-- Consigna --
Responda, con la misma numeración, las siguientes preguntas sobre el texto de referencia:
1. ¿Quiénes necesitan de límites y de controles estrictos más que "el pueblo"?
2. ¿Antes de qué plebiscito se intentó asegurar la discusión previa?
3. ¿Qué plebiscitos se califican de "mal montados"?

De todo lo anterior, derivaría sobre todo dos enseñanzas. La primera es que son los dirigentes más que "el pueblo" los que necesitan de límites y de controles estrictos. Esto no significa decir que el pueblo "nunca se equivoca". Por supuesto que no: todos nos podemos equivocar, Juan, María, el presidente, el pueblo, cualquiera. El problema es asumir -como asume la Constitución- que el pueblo (y no sus representantes), es el que tiende a equivocarse. La segunda enseñanza es que hay mejores y peores mecanismos para que la ciudadanía intervenga políticamente. Los plebiscitos son herramientas interesantes, en la medida en que estén organizados a través de reglas que aseguren la discusión previa (algo de eso se intentó hacer antes del plebiscito por el acuerdo de paz entre Argentina y Chile), aunque en general pecan por simplificar hasta lo absurdo discusiones normalmente muy complejas (algo de esto, podría decirse, pasó con los mal montados plebiscitos de Gran Bretaña y Colombia). Por ello, la pregunta relevante es cómo limitar el poder que le dejamos a la dirigencia política, empresarial o sindical, en torno a los asuntos que más nos importan.

-- Material de trabajo --
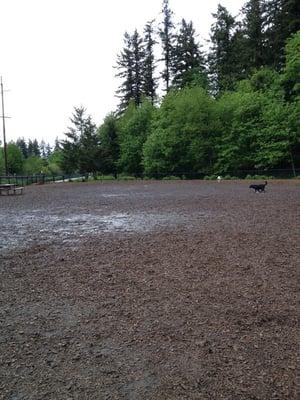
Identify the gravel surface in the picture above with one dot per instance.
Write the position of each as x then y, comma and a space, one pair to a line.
150, 290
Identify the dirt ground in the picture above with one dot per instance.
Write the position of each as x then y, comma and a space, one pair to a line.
150, 290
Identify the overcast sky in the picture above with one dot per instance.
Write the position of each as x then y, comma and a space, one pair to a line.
57, 54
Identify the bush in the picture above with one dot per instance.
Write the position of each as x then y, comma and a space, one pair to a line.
171, 178
259, 177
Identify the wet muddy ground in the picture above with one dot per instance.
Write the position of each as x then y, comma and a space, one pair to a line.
150, 290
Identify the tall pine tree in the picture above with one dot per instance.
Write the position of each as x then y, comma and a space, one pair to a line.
187, 60
149, 80
221, 55
130, 66
167, 38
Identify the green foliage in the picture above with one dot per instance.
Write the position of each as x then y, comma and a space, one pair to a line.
182, 134
81, 150
33, 165
14, 159
291, 76
109, 144
134, 129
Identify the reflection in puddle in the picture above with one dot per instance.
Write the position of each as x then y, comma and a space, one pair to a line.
20, 232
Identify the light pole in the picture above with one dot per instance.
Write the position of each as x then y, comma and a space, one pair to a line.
4, 137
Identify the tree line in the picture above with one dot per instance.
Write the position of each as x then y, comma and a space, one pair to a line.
235, 106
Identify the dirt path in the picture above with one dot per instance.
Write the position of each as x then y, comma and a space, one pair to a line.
150, 290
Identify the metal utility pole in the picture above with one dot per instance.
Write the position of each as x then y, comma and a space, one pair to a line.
4, 137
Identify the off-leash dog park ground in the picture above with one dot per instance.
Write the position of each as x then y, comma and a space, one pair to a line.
164, 290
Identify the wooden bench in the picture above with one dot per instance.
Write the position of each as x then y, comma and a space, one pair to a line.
18, 189
10, 189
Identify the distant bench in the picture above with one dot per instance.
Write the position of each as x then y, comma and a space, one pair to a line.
10, 189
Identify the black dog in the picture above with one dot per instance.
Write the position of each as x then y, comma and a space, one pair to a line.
259, 188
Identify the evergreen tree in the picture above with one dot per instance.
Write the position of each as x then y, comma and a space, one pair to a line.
167, 37
21, 143
126, 73
89, 157
70, 146
57, 145
109, 143
30, 148
43, 149
253, 35
36, 148
221, 56
187, 60
138, 67
282, 20
130, 65
149, 81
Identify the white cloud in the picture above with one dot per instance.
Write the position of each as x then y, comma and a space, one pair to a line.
57, 54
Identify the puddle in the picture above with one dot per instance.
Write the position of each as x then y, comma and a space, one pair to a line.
45, 228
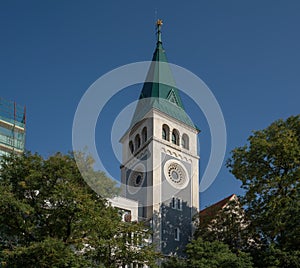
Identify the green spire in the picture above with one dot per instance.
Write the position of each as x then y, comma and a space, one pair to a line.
159, 90
158, 26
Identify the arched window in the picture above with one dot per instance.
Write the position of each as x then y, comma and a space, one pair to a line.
131, 148
144, 134
137, 141
165, 132
175, 136
185, 141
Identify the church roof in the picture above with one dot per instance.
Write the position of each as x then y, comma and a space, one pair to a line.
159, 90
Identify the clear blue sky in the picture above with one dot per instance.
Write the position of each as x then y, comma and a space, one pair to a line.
247, 52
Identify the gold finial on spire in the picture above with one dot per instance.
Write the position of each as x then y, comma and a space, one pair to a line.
158, 26
159, 23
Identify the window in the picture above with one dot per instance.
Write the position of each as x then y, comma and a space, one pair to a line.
177, 234
137, 141
175, 136
173, 202
165, 132
131, 146
176, 203
179, 204
185, 141
144, 134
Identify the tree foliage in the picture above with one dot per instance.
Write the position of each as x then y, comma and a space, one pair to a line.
205, 254
227, 225
269, 170
50, 217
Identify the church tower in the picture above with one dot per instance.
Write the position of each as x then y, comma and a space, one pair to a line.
160, 167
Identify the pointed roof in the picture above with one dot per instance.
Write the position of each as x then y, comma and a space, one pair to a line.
159, 90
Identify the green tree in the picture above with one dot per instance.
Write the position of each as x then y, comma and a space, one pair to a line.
268, 167
205, 254
227, 225
50, 217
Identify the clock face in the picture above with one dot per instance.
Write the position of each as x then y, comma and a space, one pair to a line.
136, 179
176, 174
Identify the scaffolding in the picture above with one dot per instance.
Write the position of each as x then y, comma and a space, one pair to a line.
12, 127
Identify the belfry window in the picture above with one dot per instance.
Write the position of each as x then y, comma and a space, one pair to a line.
175, 137
137, 141
165, 132
177, 234
144, 134
131, 148
185, 141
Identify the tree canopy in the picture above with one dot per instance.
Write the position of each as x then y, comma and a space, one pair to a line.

-- Resolución --
1. Los dirigentes.
2. Antes del plebiscito por el acuerdo de paz entre Argentina y Chile.
3. Los de Gran Bretaña y Colombia.